Data entries
——
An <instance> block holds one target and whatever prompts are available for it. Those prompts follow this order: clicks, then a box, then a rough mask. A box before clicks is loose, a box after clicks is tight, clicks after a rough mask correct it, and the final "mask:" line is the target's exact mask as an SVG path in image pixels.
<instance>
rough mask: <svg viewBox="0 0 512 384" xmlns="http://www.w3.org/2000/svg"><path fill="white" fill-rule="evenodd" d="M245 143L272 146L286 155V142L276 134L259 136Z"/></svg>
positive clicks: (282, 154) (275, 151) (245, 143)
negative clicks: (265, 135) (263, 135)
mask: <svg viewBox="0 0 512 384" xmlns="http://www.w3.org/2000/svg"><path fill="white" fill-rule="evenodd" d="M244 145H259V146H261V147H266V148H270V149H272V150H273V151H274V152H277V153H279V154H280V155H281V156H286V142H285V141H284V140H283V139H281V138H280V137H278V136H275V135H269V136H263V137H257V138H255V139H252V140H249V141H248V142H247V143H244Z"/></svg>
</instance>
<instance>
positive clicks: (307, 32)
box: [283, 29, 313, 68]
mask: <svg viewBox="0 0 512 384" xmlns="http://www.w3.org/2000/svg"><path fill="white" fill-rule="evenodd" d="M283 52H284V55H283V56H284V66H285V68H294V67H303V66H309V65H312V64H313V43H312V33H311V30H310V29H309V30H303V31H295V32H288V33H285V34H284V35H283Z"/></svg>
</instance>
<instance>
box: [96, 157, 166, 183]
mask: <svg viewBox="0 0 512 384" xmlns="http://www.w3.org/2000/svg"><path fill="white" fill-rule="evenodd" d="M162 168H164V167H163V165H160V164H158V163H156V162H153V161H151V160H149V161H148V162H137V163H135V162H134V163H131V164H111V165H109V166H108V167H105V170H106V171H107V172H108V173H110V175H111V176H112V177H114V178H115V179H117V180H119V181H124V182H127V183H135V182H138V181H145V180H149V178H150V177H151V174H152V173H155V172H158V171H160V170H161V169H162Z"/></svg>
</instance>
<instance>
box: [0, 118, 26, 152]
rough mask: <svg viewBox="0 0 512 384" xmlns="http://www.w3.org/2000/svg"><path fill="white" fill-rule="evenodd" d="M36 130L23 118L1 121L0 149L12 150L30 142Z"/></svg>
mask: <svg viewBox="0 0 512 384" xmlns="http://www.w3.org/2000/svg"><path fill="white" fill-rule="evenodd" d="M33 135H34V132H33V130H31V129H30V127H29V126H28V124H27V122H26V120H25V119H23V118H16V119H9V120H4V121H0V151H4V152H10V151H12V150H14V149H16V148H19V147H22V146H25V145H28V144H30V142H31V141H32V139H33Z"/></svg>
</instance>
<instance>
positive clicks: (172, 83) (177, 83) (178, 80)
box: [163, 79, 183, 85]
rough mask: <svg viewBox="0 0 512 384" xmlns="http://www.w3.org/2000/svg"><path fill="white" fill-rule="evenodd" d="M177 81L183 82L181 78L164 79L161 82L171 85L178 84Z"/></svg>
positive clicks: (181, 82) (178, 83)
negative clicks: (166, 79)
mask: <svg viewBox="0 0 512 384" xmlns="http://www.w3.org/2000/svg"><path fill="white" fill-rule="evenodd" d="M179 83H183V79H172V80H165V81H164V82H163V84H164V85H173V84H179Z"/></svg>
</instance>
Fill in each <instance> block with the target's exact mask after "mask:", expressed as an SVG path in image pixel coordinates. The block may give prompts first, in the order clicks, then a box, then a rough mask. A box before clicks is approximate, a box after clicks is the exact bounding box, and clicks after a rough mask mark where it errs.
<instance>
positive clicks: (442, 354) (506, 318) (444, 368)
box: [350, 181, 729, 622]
——
Task requirements =>
Every entry above should be transcribed exactly and in full.

Answer to the exercise =>
An <instance> block holds one target and whatever prompts are available for it. Those prompts follow this order: clicks, then a box, then a rough mask. A box before clicks is loose, a box after clicks is tight, clicks after a rough mask correct it, and the final "mask:" line is the target's exact mask as an SVG path in image pixels.
<instance>
rough mask: <svg viewBox="0 0 512 384" xmlns="http://www.w3.org/2000/svg"><path fill="white" fill-rule="evenodd" d="M245 143L272 146L286 155V142L276 134L259 136Z"/></svg>
positive clicks: (282, 154) (275, 151) (245, 143)
negative clicks: (265, 135) (263, 135)
mask: <svg viewBox="0 0 512 384" xmlns="http://www.w3.org/2000/svg"><path fill="white" fill-rule="evenodd" d="M244 145H259V146H261V147H266V148H270V149H272V150H273V151H274V152H277V153H279V154H280V155H281V156H286V142H285V141H284V140H283V139H281V138H280V137H278V136H275V135H269V136H263V137H257V138H255V139H252V140H249V141H248V142H247V143H244Z"/></svg>
</instance>
<instance>
positive clicks: (307, 32)
box: [283, 29, 313, 68]
mask: <svg viewBox="0 0 512 384" xmlns="http://www.w3.org/2000/svg"><path fill="white" fill-rule="evenodd" d="M283 52H284V55H283V56H284V66H285V68H294V67H303V66H309V65H312V64H313V43H312V33H311V30H310V29H309V30H303V31H295V32H288V33H285V34H284V35H283Z"/></svg>
</instance>
<instance>
box: [96, 157, 166, 183]
mask: <svg viewBox="0 0 512 384" xmlns="http://www.w3.org/2000/svg"><path fill="white" fill-rule="evenodd" d="M162 168H164V167H163V165H160V164H158V163H156V162H153V161H151V160H149V161H148V162H137V163H135V162H134V163H131V164H111V165H109V166H108V167H105V170H106V171H107V172H108V173H110V175H111V176H112V177H114V178H115V179H117V180H119V181H124V182H127V183H135V182H138V181H145V180H149V178H150V177H151V174H152V173H155V172H158V171H160V170H161V169H162Z"/></svg>
</instance>
<instance>
box: [0, 118, 26, 152]
rough mask: <svg viewBox="0 0 512 384" xmlns="http://www.w3.org/2000/svg"><path fill="white" fill-rule="evenodd" d="M36 130L23 118L1 121L0 149L12 150L30 142Z"/></svg>
mask: <svg viewBox="0 0 512 384" xmlns="http://www.w3.org/2000/svg"><path fill="white" fill-rule="evenodd" d="M33 135H34V132H33V130H31V129H30V127H29V126H28V124H27V122H26V120H25V119H23V118H16V119H9V120H4V121H0V151H4V152H10V151H12V150H14V149H16V148H19V147H22V146H25V145H28V144H30V142H31V141H32V139H33Z"/></svg>
</instance>
<instance>
positive clicks: (172, 83) (177, 83) (178, 80)
box: [163, 79, 183, 85]
rough mask: <svg viewBox="0 0 512 384" xmlns="http://www.w3.org/2000/svg"><path fill="white" fill-rule="evenodd" d="M177 81L183 82L181 78L164 79L161 82L171 85L178 84Z"/></svg>
positive clicks: (181, 82) (178, 83)
negative clicks: (166, 79)
mask: <svg viewBox="0 0 512 384" xmlns="http://www.w3.org/2000/svg"><path fill="white" fill-rule="evenodd" d="M179 83H183V79H172V80H165V81H164V82H163V84H164V85H173V84H179Z"/></svg>
</instance>
Fill in each <instance> block with the target's exact mask after "mask:", expressed as an SVG path in image pixel coordinates. The block may give prompts first, in the order clicks, then a box, then a rough mask. A box before clicks is approximate, a box after clicks is the exact bounding box, and clicks after a rough mask mark where it errs.
<instance>
positive clicks: (442, 354) (506, 318) (444, 368)
box: [350, 181, 729, 622]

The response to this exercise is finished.